## Aim of the exercise
Make an exact copy of the listing below.

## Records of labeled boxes

========================================================================

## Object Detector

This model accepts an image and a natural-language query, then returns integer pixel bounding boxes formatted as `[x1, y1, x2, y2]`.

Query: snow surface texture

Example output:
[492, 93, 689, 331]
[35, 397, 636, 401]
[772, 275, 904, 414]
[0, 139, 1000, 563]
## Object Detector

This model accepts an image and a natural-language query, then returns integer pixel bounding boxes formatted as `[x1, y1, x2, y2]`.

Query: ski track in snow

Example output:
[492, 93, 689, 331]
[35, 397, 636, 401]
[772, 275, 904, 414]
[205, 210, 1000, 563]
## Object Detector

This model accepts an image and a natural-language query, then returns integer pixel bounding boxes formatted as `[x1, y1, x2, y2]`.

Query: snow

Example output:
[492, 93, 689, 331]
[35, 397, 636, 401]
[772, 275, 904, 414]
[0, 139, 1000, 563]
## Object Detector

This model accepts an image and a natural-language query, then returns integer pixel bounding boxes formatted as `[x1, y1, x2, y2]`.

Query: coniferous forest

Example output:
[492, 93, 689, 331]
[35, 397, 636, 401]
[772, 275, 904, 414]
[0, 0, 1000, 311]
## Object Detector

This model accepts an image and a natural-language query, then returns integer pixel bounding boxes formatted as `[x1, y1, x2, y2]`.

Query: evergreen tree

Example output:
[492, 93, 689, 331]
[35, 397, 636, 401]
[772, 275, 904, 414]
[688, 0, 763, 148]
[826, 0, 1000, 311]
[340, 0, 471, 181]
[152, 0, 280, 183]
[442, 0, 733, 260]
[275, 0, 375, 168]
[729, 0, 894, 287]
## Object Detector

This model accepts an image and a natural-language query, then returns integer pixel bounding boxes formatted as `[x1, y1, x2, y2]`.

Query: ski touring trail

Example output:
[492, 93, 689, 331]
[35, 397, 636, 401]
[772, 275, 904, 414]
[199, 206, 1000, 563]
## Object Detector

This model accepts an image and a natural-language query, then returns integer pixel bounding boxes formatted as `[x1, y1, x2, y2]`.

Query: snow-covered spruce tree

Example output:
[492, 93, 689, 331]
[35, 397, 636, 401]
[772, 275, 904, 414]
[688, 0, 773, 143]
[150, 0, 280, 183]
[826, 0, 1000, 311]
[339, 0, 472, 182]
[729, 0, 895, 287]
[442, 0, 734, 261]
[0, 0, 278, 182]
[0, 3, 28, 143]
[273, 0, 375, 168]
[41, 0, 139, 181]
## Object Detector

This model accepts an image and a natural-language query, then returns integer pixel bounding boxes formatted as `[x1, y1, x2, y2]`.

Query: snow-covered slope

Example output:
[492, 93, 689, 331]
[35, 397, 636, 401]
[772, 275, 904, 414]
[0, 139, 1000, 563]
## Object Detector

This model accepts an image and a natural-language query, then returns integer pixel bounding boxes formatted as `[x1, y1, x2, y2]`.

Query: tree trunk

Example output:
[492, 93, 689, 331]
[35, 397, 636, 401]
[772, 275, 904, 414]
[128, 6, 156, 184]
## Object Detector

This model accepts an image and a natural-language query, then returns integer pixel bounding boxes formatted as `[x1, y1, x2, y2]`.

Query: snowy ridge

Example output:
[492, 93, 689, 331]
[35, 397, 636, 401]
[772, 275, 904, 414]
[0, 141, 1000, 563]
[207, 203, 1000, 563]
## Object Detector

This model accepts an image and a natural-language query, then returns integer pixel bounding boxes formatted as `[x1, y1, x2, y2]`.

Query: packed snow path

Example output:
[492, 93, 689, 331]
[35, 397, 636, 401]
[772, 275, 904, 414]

========================================================================

## Complete response
## Object Detector

This model accepts an image and a natural-language query, then returns integer pixel bounding boxes formatted as `[x1, y1, x2, y2]`.

Query: snow surface texture

Example output:
[492, 93, 689, 331]
[35, 397, 636, 401]
[772, 275, 904, 414]
[0, 139, 1000, 563]
## Object Detector

This model accepts an image and a natural-language query, then returns integer pixel bounding boxes formatted as `[x1, y1, x2, y2]`.

Query: ski track in snow

Example output:
[492, 93, 689, 331]
[35, 397, 636, 401]
[772, 275, 904, 414]
[205, 210, 1000, 563]
## Object Detector

This model accepts an image and a natural-language query, then returns integer pixel bounding boxes formatted as `[x1, y1, x2, y2]`.

Query: snow

Example output:
[492, 93, 689, 331]
[35, 397, 636, 401]
[772, 275, 904, 414]
[0, 139, 1000, 563]
## Object Detector

This model accepts an image and a natural-language query, then returns integer pixel bounding boxes formatted as `[x1, y1, x2, y2]`.

Query: coniferous forest

Example output:
[492, 93, 689, 331]
[35, 397, 636, 401]
[772, 275, 904, 414]
[0, 0, 1000, 311]
## Object Detector

This model accepts an image and a natural-language query, then returns integer pixel bounding boxes formatted as `[x1, y1, x2, y2]`.

Query: evergreen tree

Example output:
[492, 93, 689, 331]
[35, 397, 636, 401]
[772, 275, 904, 414]
[688, 0, 763, 148]
[826, 0, 1000, 311]
[340, 0, 471, 181]
[152, 0, 280, 183]
[442, 0, 733, 260]
[275, 0, 375, 168]
[729, 0, 894, 287]
## Object Detector

This model accepts an image and a natural-language query, then returns integer pixel bounding boxes formatted as `[x1, y1, x2, y2]`.

Query: ski touring trail

Example output:
[492, 93, 689, 331]
[35, 397, 636, 401]
[772, 275, 904, 414]
[199, 206, 1000, 563]
## Object Detector

This model accepts an image and a natural-language query, then returns integer pixel bounding boxes formatted as `[x1, y1, x2, y2]`.

Query: snow-covered spruce tree

Example output:
[492, 93, 689, 331]
[35, 397, 636, 401]
[772, 275, 904, 414]
[688, 0, 773, 143]
[150, 0, 280, 183]
[826, 0, 1000, 311]
[339, 0, 472, 182]
[729, 0, 895, 287]
[442, 0, 734, 261]
[0, 0, 278, 182]
[0, 3, 28, 143]
[273, 0, 375, 168]
[41, 0, 139, 181]
## Object Detector

This model accepts an image and a natural-language query, then returns integer pixel bounding boxes formatted as `[x1, y1, x2, y2]`.

Query: snow-covered slope

Example output:
[492, 93, 689, 331]
[35, 397, 636, 401]
[772, 275, 904, 414]
[0, 139, 1000, 563]
## Object Detector

This model accepts an image and a natural-language query, then returns integer pixel bounding boxes formatted as `[x1, y1, x2, y2]`.

Query: tree trunk

Example output:
[492, 93, 689, 331]
[35, 397, 636, 401]
[772, 275, 904, 414]
[128, 6, 156, 184]
## Object Detector

This model accepts an image and a natural-language query, then returns integer pixel bounding boxes formatted as `[x1, y1, x2, y2]`.

Query: snowy ridge

Example output:
[492, 93, 689, 331]
[35, 397, 636, 401]
[772, 275, 904, 414]
[0, 141, 1000, 563]
[207, 203, 1000, 563]
## Object Detector

This model accepts an image and a natural-language query, then returns integer pixel bounding boxes formatted as `[x1, y1, x2, y2]`.

Query: packed snow path

Example output:
[492, 93, 689, 331]
[35, 397, 636, 401]
[772, 275, 904, 414]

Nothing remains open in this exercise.